About this exercise - In the excerpt about National Jewish Health, which grades does the Kunsberg School serve?
[[ Document excerpt open ]]
The environmental exposure chamber—a large Plexiglas room with a chamber and an antichamber—tests patients’ breathing reactions to certain elements, including cigarette smoke, perfume, latex, and ammonia.

“We can expose people to environmental factors that may have or that they perceive have caused them breathing problems or disability … and gauge their reactions,” Zeman says. “We can spend all day exposing them to unique (triggers).”

Also on the property is the Kunsberg School, a kindergarten through eighth grade public school dedicated to educating children who are failing in other school environments due to the severity of their respiratory illness. About 75 children attend the school.

“These are kids who have been in the hospital multiple times, or have bad asthma, and they’re missing lots of school. So we take a dual role to [help them] catch up on their education, work with their illness, get them prepared to go back into the system,” Cott says.

National Jewish Health also staffs a toll-free number, the Lung Line, to answer questions from and about individuals with respiratory disorders.

“We can refer them to the appropriate resource or our Web site or the appropriate expert here. Physicians and/or patients can also use it for a referral to be evaluated and treated here. It’s kind of the first prescreening so we can decide how to route them in our system,” Zeman says.

The Lung Line was established several years ago and is available to people around the world.
[[ Document excerpt closed ]]
[[ Recorded data open ]]
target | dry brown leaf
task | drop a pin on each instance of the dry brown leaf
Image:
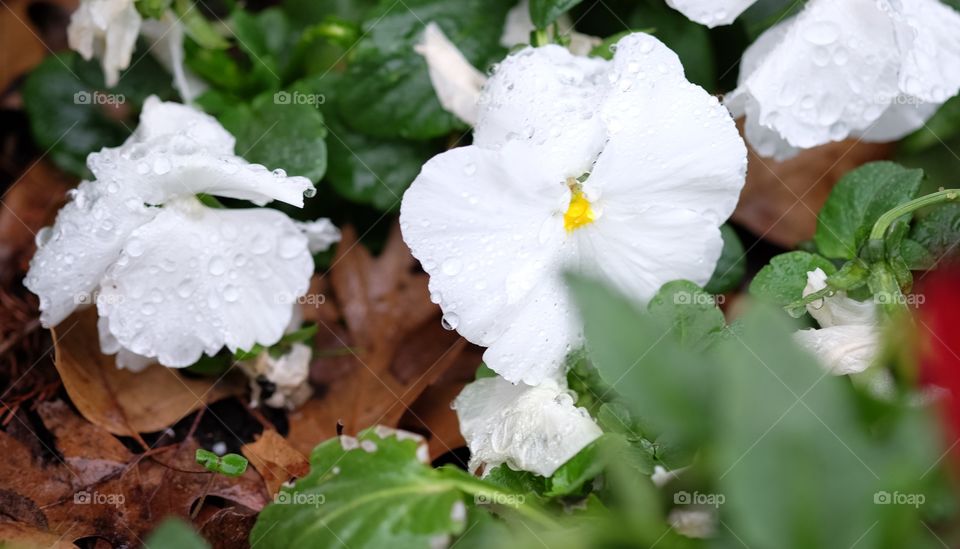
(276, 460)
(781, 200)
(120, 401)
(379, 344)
[[ Recorded data closed ]]
Response area - Kindergarten through eighth grade.